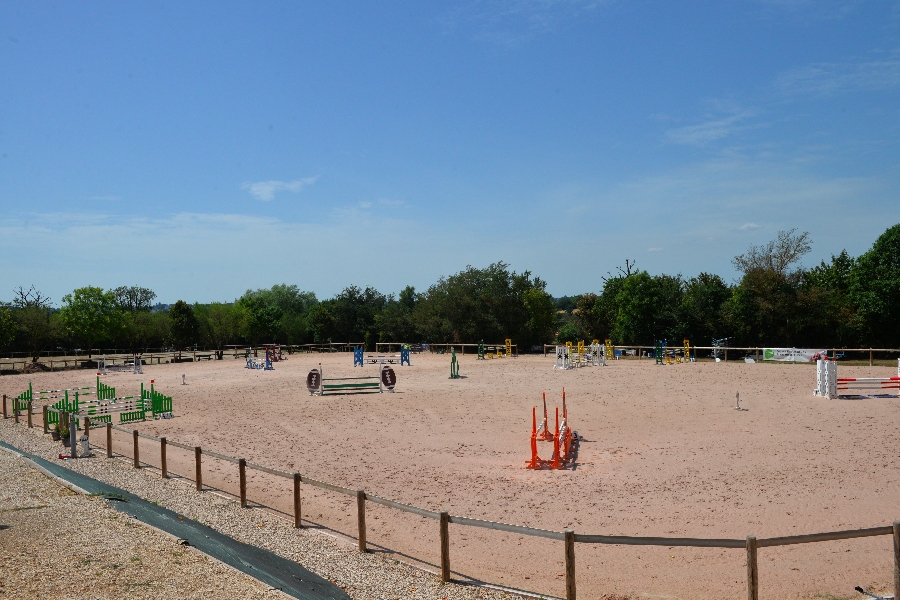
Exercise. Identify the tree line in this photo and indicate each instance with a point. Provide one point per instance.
(844, 302)
(474, 304)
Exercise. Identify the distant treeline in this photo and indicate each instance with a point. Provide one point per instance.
(846, 302)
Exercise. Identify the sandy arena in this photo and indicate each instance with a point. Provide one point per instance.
(664, 453)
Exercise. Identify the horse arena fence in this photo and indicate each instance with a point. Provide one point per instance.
(751, 544)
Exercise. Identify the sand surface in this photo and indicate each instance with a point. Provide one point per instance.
(664, 453)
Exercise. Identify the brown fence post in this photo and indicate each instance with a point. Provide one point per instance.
(445, 546)
(896, 559)
(198, 474)
(242, 472)
(361, 518)
(137, 454)
(162, 457)
(296, 500)
(752, 569)
(569, 537)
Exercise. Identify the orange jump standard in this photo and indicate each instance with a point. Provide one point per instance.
(564, 439)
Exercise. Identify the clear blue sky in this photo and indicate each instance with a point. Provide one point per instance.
(201, 149)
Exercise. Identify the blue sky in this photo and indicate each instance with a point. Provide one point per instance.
(201, 149)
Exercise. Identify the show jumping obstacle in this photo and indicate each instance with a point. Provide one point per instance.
(669, 357)
(829, 385)
(565, 440)
(381, 359)
(100, 408)
(134, 367)
(496, 351)
(571, 357)
(318, 385)
(454, 365)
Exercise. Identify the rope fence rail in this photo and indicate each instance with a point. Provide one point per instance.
(569, 538)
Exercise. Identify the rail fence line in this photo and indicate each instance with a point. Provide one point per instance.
(569, 538)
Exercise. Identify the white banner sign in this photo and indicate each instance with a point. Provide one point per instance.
(794, 354)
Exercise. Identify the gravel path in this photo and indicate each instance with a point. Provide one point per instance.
(55, 543)
(363, 576)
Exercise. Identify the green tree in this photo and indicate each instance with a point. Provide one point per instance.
(91, 315)
(184, 327)
(142, 330)
(645, 310)
(769, 306)
(262, 318)
(541, 315)
(353, 312)
(874, 290)
(34, 329)
(134, 299)
(700, 311)
(487, 304)
(394, 323)
(220, 324)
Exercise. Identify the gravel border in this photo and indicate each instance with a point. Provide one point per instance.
(55, 543)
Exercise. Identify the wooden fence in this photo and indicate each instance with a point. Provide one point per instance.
(569, 538)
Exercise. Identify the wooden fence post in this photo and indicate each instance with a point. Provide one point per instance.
(296, 500)
(361, 518)
(569, 537)
(445, 546)
(896, 559)
(752, 569)
(198, 474)
(242, 473)
(162, 458)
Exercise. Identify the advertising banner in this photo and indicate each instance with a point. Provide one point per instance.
-=-=-
**How to complete this task:**
Each record is to be restated word for word; no picture goes in.

**Finished exercise:**
Exercise. Identify the tree line in this photo and indicate each instance with a point. Provide one point per instance.
(844, 302)
(474, 304)
Exercise. Identify the distant treeline in this photo and indicate each instance with a point. Provide one point per instance.
(846, 302)
Exercise. Identify the sandy arena in this photo and indicate each instance with a point. Provide one point per instance.
(664, 453)
Exercise. Identify the horse arena fence in this photo and indicate each instance with a point. Provide one point per instance.
(751, 544)
Exercise. Identify the sand surface in this photo and indicate each instance with a point. Provide one point per instance.
(664, 453)
Exercise. Identify the brown fence post in this photo and indicate each instance with a point. Provide one point per instance.
(445, 546)
(896, 559)
(198, 474)
(242, 472)
(361, 518)
(137, 454)
(162, 457)
(296, 500)
(752, 569)
(569, 537)
Exercise. Identify the orange jump standard in this photo and indicate each instance with a point. Provide one point per instance.
(564, 439)
Exercise. Identify the clear blue sky in this photo and indicate each instance with a point. Provide one point per instance.
(201, 149)
Exercise. Identify the blue sky in this photo and indicate each instance with a point. Provide one point per instance.
(201, 149)
Exercise. Identify the show jumping obstacle in this photo and indicate each instance with a point. Provide one point per instance.
(669, 357)
(829, 385)
(565, 440)
(381, 359)
(100, 408)
(134, 367)
(496, 351)
(571, 357)
(318, 385)
(454, 365)
Exercise. Identify the rope fence rail in this photo and indicate each instance with a point. Provide one point per instance.
(569, 538)
Exercise. Identify the rail fence line in this photo and indicate each instance with a point. Provide one point per instance.
(569, 538)
Exercise. Identify the white banner sign in this photo and indicate each instance with a point. Provide one point per instance.
(794, 354)
Exercise. Identify the gravel path in this photo and indicate each instance with a point. Provide one point per instance.
(55, 543)
(363, 576)
Exercise. Identify the green tree in this photo and indicate each instance with a point. Provide one point per instance.
(91, 315)
(184, 327)
(142, 330)
(645, 310)
(769, 306)
(262, 318)
(541, 315)
(353, 312)
(874, 290)
(34, 329)
(134, 299)
(700, 311)
(487, 304)
(394, 323)
(220, 324)
Exercise. Identify the gravel border in this photo and indicate each instance with a point. Provide one point per instance.
(55, 543)
Exercise. Identify the wooden fence in this photo and indicate each instance with a point. Provide one point per instance.
(569, 538)
Exercise. Identify the wooden fence post in this photo and indicate each instance with a point. Provide one point per instance.
(296, 500)
(361, 518)
(569, 537)
(445, 546)
(896, 559)
(752, 569)
(198, 474)
(242, 473)
(162, 458)
Exercise. Identify the advertising banner in this photo and indicate each instance with a point. Provide one point per instance.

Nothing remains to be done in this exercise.